---------- Extracted entries

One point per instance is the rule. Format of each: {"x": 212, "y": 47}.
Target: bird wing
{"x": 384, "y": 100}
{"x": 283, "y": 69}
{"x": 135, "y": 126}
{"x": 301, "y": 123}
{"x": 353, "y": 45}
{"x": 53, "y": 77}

--------------------

_Directions_: Quote every item above verbatim, line by line.

_Answer for the task_:
One point per instance is the rule. Format of each: {"x": 212, "y": 47}.
Target: bird wing
{"x": 384, "y": 100}
{"x": 283, "y": 69}
{"x": 135, "y": 126}
{"x": 301, "y": 123}
{"x": 353, "y": 45}
{"x": 53, "y": 77}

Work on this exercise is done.